Excerpts from a detection dataset:
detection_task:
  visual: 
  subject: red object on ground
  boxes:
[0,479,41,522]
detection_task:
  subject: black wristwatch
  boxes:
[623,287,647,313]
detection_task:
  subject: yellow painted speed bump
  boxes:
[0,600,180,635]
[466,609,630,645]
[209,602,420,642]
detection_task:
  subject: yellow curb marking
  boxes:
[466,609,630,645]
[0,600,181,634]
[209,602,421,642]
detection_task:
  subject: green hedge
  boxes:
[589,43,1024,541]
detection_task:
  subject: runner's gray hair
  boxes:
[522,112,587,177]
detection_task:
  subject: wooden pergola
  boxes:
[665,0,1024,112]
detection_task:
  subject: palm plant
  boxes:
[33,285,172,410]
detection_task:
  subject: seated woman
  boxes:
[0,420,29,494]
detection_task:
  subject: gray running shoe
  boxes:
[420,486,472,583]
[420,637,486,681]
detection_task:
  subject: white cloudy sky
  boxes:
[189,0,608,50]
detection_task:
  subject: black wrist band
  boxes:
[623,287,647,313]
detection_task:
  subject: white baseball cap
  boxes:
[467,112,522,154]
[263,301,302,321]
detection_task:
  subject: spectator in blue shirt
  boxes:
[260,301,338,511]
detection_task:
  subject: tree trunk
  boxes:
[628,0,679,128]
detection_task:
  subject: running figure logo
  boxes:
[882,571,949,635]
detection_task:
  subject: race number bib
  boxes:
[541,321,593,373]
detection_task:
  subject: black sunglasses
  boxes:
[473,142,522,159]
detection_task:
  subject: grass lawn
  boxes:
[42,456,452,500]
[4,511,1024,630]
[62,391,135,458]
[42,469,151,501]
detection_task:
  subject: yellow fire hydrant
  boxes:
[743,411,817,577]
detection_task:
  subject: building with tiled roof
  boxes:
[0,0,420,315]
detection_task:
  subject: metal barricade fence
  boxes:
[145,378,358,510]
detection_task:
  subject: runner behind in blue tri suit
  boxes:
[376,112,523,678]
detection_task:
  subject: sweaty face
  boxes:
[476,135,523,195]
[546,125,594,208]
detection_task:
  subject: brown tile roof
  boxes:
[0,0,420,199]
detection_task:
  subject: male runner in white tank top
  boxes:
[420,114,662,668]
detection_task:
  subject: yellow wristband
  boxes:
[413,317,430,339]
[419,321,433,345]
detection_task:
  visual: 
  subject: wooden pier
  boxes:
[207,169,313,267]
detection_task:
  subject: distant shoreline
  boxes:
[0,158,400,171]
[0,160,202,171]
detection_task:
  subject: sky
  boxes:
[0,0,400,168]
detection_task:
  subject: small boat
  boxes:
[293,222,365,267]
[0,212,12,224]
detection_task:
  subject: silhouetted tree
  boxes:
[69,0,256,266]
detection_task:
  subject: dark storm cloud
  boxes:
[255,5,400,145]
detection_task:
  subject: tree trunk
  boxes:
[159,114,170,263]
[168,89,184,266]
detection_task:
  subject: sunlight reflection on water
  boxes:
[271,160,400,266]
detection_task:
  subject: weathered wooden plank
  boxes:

What the exercise asks:
Copy out all of the records shown above exactly.

Solution to the exercise:
detection_task:
  visual: 
  subject: red object on ground
  boxes:
[0,479,41,522]
detection_task:
  subject: black wristwatch
  boxes:
[623,287,647,313]
detection_task:
  subject: yellow painted speed bump
  boxes:
[0,600,180,635]
[466,609,630,645]
[209,602,420,642]
detection_task:
  subject: yellow curb marking
  boxes:
[466,609,630,645]
[0,600,181,634]
[209,602,421,642]
detection_task:
  subject: green hedge
  boxes:
[589,43,1024,541]
detection_task:
  subject: runner's gray hair
  boxes:
[522,112,587,177]
detection_task:
  subject: wooden pergola
  boxes:
[665,0,1024,112]
detection_task:
  subject: palm plant
  boxes:
[33,285,172,410]
detection_task:
  subject: seated woman
  boxes:
[0,420,29,494]
detection_task:
  subject: gray running shoe
  boxes:
[420,486,472,583]
[420,637,486,681]
detection_task:
  subject: white cloudy sky
  boxes:
[189,0,608,50]
detection_task:
  subject: black wrist band
  boxes:
[623,287,647,313]
detection_task:
  subject: white baseball cap
  boxes:
[467,112,522,154]
[263,301,302,321]
detection_task:
  subject: spectator in blue shirt
  boxes:
[260,301,338,511]
detection_task:
  subject: tree trunk
  boxes:
[628,0,679,128]
detection_task:
  subject: running figure logo
  boxes:
[882,571,949,635]
detection_task:
  subject: race number bib
  boxes:
[541,321,593,373]
detection_task:
  subject: black sunglasses
  boxes:
[473,142,522,159]
detection_task:
  subject: grass lawn
  boxes:
[42,456,452,500]
[4,511,1024,630]
[62,391,135,458]
[42,469,151,501]
detection_task:
  subject: yellow fire hydrant
  boxes:
[743,411,817,577]
detection_task:
  subject: building with tiled roof
  boxes:
[0,0,420,315]
detection_task:
  subject: metal barricade fence
  boxes:
[145,378,358,510]
detection_task:
  subject: runner behind in blue tri suit
  boxes:
[376,112,523,678]
detection_task:
  subject: sweaty face
  boxes:
[476,135,523,195]
[546,125,594,208]
detection_task:
  subject: brown tile roof
  boxes:
[0,0,420,199]
detection_task:
  subject: male runner in white tank top
  boxes:
[420,114,662,668]
detection_task:
  subject: yellow wristband
  boxes:
[413,317,430,339]
[419,321,433,345]
detection_task:
  visual: 
  subject: wooden pier
  boxes:
[207,169,313,267]
detection_task:
  subject: distant shoreline
  boxes:
[0,158,400,171]
[0,160,202,171]
detection_task:
  subject: sky
  boxes:
[0,0,400,168]
detection_task:
  subject: small boat
  boxes:
[293,222,365,267]
[0,212,12,224]
detection_task:
  subject: silhouetted tree
  boxes:
[69,0,256,266]
detection_task:
  subject: dark storm cloud
  boxes:
[255,5,400,145]
detection_task:
  subject: tree trunk
  boxes:
[159,114,170,263]
[168,89,184,266]
detection_task:
  subject: sunlight reflection on water
  boxes:
[271,160,400,266]
detection_task:
  subject: weathered wooden plank
  boxes:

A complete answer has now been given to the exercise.